### REQUIREMENT
Restate the entire listing word for word.

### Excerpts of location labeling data

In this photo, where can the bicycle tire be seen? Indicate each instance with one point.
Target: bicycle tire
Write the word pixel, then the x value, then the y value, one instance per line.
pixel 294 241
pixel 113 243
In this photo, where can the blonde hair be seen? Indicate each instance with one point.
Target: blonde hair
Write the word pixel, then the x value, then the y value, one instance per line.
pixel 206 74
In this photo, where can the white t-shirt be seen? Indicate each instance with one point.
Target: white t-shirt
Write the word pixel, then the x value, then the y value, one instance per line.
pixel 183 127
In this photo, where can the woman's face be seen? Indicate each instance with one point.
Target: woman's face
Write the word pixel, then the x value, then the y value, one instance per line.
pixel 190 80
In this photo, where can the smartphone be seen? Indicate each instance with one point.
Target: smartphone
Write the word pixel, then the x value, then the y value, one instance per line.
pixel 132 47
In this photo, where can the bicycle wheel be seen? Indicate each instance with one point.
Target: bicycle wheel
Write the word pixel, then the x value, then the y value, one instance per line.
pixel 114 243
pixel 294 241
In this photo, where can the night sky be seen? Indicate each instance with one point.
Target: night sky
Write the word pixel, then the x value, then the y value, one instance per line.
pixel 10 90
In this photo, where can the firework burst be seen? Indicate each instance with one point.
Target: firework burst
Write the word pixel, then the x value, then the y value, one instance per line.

### WORKED SOLUTION
In this photo, where can the bicycle tire be seen? Indicate each instance with one point.
Target: bicycle tire
Write the word pixel, then the x value, then the y value, one instance per line.
pixel 294 241
pixel 113 243
In this photo, where can the blonde hair be seen? Indicate each instance with one point.
Target: blonde hair
Write the word pixel, then the x value, then the y value, one instance per line.
pixel 206 74
In this photo, where can the white t-shirt be seen? Indicate each instance with one point.
Target: white t-shirt
Write the word pixel, then the x value, then the y value, one instance per line.
pixel 183 127
In this photo, where can the woman's face be seen? Indicate each instance with one point.
Target: woman's face
Write the word pixel, then the x value, then the y value, one instance per line.
pixel 190 80
In this photo, where can the smartphone be seen? Indicate each instance with one point.
Target: smartphone
Write the word pixel, then the x value, then the y value, one instance per line.
pixel 132 47
In this photo, where can the bicycle wheel be seen? Indicate each instance with one point.
Target: bicycle wheel
Write the word pixel, then the x value, then the y value, one instance per line.
pixel 114 243
pixel 294 241
In this photo, where can the night sky be seen? Indicate each instance with one point.
Target: night sky
Write the word pixel, then the x value, then the y value, one instance per line.
pixel 10 90
In this photo, where can the firework burst be seen? Indicate each instance with one point.
Target: firework burst
Write the word pixel, then the x value, then the y value, one instance per line.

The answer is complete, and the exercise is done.